Written task: Write out the rows below word for word, starting at the first row and ending with the line that contains "251, 386, 283]]", and include that line.

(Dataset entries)
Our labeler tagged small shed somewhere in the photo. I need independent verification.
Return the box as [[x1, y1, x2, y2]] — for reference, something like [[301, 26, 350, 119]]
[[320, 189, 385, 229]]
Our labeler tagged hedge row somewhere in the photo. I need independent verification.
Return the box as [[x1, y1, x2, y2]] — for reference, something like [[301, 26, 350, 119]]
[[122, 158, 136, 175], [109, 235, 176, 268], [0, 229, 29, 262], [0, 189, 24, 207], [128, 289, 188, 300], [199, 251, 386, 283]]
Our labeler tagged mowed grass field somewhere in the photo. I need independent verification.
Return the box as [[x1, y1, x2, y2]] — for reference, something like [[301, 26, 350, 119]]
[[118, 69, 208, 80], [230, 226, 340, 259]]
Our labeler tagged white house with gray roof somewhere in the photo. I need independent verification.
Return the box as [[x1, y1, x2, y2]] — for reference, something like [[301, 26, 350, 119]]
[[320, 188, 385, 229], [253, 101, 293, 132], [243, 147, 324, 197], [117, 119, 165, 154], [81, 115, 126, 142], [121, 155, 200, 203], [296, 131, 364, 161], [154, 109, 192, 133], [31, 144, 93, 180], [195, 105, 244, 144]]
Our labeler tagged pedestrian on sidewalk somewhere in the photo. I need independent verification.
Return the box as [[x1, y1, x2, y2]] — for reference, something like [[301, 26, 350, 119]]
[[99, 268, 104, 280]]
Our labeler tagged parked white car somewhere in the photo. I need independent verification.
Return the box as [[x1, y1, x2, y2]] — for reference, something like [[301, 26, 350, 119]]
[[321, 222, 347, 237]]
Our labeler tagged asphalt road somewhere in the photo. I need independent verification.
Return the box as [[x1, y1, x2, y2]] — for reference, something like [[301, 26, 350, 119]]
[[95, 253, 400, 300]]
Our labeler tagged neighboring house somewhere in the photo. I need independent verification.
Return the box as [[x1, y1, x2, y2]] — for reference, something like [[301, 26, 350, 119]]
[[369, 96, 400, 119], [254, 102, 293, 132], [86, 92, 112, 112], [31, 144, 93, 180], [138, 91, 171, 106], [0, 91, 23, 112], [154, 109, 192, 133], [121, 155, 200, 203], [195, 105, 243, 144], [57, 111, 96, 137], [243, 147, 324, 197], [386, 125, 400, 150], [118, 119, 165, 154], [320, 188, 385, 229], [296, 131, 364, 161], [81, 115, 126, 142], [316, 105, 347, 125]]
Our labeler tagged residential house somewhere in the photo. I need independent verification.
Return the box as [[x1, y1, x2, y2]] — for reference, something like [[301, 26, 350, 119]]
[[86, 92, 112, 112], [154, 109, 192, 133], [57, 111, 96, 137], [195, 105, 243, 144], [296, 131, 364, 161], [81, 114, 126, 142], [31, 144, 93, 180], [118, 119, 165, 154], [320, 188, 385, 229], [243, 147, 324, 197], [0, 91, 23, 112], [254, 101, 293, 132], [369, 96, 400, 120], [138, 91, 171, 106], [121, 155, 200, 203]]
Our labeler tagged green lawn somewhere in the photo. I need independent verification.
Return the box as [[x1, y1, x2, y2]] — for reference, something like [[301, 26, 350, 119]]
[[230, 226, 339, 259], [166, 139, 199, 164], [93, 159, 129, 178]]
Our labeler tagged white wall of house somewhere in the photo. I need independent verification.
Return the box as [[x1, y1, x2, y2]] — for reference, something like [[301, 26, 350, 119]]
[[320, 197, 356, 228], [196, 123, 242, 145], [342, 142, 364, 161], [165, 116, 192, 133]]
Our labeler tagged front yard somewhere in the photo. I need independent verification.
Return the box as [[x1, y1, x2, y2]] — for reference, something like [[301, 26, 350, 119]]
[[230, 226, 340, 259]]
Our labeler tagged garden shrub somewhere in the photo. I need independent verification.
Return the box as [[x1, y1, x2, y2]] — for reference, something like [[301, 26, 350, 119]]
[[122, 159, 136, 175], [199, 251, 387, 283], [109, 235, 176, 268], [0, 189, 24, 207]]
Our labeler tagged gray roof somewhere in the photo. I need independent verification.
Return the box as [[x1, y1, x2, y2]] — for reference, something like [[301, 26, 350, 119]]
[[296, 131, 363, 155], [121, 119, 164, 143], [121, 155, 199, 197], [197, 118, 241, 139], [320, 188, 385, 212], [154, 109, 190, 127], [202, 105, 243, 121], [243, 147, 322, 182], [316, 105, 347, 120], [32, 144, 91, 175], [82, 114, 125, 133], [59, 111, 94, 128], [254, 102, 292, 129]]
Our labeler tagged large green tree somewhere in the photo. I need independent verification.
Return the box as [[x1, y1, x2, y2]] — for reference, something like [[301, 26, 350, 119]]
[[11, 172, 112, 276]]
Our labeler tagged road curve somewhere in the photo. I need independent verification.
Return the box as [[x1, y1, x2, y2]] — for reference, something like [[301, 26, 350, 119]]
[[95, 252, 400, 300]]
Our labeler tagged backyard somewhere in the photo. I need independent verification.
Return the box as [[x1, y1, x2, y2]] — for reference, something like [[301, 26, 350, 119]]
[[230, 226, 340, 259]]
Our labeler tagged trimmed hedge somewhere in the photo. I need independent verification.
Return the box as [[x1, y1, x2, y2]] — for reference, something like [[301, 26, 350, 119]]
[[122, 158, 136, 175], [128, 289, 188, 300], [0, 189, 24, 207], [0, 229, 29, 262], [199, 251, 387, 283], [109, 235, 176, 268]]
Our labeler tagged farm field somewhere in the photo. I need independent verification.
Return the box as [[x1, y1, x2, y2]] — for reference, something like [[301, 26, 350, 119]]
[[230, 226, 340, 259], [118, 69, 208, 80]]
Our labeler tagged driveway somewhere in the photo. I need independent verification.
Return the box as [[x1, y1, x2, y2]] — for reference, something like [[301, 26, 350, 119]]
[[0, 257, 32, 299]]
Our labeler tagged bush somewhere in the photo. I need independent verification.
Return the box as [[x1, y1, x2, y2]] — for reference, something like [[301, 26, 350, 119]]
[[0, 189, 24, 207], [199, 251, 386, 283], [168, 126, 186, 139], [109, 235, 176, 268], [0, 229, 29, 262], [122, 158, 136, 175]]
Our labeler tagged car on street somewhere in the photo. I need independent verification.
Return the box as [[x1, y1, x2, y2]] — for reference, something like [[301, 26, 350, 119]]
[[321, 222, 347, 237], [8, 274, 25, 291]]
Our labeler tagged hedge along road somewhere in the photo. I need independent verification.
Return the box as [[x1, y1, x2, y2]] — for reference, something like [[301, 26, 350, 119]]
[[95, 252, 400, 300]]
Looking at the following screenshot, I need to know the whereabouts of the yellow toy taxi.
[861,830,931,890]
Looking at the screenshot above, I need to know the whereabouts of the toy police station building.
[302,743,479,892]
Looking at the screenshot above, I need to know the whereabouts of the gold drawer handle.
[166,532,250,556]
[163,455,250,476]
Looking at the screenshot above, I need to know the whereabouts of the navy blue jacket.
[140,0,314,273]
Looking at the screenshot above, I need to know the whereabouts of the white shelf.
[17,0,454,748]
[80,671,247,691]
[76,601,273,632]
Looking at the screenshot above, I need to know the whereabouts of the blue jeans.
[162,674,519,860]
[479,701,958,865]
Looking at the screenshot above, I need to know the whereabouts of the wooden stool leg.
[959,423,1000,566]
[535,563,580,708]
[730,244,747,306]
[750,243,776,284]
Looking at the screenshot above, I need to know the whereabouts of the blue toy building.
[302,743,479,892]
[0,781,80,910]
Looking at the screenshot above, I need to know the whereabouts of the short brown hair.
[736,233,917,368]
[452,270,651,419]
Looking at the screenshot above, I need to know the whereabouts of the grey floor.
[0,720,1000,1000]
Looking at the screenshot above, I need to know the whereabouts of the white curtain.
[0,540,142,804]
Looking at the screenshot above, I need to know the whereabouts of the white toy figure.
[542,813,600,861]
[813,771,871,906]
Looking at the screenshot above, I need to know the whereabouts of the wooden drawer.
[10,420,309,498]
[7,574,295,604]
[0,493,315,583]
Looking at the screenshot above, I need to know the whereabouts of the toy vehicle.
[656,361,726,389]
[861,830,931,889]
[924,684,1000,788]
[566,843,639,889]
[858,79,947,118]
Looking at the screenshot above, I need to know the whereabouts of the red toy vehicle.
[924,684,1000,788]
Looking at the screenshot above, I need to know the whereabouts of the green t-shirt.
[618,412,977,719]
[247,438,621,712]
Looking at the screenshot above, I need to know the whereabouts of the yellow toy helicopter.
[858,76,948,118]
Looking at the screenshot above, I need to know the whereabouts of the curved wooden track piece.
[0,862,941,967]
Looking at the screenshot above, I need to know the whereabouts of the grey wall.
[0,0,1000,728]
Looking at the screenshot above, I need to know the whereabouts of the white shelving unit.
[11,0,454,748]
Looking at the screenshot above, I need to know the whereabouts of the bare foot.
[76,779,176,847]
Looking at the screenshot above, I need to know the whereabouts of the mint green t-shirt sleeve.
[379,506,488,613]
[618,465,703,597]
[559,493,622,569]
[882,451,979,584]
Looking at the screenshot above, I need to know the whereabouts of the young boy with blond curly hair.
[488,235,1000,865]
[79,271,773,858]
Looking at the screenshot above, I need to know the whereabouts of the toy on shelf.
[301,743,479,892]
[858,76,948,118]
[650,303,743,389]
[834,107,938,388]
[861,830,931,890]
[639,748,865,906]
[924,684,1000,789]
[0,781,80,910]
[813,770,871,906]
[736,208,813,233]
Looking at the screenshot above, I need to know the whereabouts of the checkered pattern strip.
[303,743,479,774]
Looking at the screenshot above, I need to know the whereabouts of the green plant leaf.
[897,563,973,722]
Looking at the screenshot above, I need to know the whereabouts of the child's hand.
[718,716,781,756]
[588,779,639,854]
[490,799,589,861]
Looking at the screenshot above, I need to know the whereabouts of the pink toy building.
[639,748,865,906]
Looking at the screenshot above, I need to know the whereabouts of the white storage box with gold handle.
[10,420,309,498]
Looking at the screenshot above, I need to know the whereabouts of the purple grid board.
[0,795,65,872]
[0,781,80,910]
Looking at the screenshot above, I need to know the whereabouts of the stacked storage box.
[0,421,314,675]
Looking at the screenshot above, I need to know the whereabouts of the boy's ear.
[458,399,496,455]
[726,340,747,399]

Solution to this task:
Our labeler tagged small shed somewhere in the photo. I need independent verification.
Return the box as [[x1, y1, x2, y2]] — for reference, something like [[301, 26, 350, 119]]
[[320, 189, 385, 229]]
Our labeler tagged hedge row somewhere in the photo. I need independent verification.
Return the box as [[x1, y1, x2, y2]] — for reference, something like [[301, 26, 350, 119]]
[[122, 158, 136, 175], [109, 235, 176, 268], [0, 229, 29, 262], [0, 189, 24, 207], [128, 289, 188, 300], [199, 251, 386, 283]]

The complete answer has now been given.